### INSTRUCTIONS FOR THE TASK
State how many lines in the material below contain the string "lamp". Case is significant; give only the number.

### DATASET RECORDS
————————

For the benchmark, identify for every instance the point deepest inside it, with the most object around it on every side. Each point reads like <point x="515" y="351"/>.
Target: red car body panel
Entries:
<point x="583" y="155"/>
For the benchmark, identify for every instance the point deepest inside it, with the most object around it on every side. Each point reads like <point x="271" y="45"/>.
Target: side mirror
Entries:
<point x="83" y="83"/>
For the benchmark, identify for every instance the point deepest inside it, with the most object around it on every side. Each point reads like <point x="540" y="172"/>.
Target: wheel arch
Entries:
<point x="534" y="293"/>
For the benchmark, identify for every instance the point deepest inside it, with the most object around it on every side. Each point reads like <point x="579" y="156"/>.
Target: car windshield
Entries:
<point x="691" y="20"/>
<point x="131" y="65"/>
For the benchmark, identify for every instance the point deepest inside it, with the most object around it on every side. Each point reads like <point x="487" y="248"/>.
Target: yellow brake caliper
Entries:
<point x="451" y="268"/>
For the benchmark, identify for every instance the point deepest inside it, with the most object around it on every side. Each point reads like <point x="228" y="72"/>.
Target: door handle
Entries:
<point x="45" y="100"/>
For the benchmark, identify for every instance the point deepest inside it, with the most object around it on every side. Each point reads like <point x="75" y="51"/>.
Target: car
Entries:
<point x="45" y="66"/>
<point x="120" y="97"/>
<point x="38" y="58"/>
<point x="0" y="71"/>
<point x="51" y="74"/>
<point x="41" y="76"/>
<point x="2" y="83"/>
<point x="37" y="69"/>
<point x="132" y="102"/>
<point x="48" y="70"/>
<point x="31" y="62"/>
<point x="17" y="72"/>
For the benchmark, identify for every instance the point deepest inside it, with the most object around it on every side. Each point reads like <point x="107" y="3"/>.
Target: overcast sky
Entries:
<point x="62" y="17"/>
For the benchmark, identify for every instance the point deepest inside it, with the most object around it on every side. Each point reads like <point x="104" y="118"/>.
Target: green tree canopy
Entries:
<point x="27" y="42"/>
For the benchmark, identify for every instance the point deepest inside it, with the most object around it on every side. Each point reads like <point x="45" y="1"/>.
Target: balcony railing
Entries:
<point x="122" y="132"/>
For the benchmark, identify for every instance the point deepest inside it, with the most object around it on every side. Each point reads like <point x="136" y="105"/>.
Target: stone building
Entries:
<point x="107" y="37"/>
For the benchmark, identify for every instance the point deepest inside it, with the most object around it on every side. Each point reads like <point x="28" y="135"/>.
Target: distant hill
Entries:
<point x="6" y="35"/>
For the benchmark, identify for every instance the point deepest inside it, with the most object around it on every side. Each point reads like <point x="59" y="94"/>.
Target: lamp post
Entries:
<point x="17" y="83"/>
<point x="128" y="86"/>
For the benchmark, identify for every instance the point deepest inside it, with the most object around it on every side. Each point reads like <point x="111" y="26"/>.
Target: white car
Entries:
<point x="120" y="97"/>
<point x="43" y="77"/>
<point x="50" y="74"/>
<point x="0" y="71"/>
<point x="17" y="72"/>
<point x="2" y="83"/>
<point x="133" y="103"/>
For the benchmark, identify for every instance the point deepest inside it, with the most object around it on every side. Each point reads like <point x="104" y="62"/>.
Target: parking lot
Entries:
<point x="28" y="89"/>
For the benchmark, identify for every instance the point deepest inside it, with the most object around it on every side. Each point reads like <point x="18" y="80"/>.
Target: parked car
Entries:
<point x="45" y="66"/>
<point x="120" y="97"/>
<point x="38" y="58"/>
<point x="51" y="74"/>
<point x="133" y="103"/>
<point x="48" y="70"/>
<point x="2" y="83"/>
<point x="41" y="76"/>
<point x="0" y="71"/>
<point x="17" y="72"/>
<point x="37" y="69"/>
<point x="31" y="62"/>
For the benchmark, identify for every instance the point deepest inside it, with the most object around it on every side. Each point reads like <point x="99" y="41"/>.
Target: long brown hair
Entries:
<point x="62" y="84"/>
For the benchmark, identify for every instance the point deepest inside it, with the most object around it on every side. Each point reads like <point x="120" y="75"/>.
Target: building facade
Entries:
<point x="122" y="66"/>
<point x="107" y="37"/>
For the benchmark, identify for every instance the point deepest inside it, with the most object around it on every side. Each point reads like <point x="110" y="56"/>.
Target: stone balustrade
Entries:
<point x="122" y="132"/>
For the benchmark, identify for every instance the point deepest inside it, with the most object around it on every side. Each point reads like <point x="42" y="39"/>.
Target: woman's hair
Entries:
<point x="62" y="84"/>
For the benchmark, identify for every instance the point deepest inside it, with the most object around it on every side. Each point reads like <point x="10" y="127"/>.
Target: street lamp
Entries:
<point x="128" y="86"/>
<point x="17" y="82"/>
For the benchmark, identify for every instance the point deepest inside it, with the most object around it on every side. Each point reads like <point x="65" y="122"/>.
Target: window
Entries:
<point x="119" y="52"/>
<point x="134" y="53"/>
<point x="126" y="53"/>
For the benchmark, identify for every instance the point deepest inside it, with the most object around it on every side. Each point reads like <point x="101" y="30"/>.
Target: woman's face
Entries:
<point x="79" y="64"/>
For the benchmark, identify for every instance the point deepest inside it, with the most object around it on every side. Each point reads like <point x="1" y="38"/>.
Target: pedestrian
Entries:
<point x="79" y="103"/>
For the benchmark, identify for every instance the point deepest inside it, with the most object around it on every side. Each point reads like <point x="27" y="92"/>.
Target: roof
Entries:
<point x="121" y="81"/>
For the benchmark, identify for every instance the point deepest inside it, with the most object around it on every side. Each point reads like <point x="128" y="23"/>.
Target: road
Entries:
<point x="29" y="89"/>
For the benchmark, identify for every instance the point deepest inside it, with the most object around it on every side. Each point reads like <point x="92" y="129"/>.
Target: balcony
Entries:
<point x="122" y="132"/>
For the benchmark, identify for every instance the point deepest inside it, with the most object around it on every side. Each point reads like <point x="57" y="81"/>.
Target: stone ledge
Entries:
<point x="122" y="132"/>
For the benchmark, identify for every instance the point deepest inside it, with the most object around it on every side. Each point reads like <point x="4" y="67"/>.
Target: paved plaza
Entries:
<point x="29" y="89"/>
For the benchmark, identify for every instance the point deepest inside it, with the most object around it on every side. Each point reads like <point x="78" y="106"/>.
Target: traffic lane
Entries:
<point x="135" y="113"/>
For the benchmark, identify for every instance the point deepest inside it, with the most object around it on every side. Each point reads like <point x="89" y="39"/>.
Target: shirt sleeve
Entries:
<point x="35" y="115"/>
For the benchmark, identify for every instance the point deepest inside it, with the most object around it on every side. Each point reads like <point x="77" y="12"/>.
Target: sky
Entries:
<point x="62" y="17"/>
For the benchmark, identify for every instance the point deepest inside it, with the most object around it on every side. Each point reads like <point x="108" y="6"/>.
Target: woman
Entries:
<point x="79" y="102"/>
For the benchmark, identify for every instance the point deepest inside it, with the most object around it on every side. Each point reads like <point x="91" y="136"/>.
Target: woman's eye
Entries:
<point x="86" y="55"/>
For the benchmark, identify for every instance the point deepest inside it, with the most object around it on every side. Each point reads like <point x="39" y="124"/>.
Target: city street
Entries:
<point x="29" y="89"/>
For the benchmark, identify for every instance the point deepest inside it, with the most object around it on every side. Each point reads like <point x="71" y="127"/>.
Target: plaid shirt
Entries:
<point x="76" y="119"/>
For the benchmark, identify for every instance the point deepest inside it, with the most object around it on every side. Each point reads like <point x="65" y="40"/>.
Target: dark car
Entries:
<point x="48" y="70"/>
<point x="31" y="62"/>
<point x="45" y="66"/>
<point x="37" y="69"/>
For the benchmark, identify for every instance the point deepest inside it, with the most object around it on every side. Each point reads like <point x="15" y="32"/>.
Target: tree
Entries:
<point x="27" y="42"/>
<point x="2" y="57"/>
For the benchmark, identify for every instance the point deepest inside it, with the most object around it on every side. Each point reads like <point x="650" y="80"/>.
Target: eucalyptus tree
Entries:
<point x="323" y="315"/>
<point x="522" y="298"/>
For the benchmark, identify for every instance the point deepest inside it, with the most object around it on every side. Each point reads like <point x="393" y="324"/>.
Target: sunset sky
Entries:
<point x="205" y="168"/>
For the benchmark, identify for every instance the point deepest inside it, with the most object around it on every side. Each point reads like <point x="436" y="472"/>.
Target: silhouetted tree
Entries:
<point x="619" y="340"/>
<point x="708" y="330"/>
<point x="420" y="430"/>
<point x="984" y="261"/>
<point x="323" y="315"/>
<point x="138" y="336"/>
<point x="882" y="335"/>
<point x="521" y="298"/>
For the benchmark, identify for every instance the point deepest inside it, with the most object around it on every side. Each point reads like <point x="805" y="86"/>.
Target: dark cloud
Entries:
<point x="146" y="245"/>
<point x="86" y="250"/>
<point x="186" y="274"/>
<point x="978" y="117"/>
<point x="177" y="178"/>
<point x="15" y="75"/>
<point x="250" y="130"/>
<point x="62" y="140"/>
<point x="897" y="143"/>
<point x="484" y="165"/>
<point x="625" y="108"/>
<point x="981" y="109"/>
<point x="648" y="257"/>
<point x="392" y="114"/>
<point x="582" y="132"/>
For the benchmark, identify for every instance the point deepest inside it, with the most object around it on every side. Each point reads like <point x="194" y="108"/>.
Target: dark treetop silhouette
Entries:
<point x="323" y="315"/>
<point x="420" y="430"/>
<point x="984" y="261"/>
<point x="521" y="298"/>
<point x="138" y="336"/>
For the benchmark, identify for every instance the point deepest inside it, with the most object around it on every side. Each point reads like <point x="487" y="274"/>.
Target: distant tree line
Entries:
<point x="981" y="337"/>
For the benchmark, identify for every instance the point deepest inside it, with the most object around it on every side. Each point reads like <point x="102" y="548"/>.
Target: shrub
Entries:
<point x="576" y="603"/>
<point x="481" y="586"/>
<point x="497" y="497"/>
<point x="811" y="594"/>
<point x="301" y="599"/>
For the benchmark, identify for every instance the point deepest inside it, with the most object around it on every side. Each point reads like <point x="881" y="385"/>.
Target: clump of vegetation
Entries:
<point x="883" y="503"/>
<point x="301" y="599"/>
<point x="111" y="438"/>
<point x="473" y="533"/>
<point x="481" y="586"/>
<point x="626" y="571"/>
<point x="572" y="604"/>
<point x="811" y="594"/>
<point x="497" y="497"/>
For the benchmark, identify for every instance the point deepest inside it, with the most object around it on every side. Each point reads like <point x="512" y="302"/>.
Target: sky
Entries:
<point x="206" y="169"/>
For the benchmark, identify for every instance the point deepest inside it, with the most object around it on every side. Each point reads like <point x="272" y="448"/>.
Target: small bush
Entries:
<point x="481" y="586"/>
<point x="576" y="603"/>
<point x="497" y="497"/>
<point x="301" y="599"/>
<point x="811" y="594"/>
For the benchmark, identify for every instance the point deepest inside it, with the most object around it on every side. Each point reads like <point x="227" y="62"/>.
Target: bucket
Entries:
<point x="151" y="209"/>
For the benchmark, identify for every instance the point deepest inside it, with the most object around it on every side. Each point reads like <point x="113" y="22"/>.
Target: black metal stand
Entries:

————————

### CORRECT RESULT
2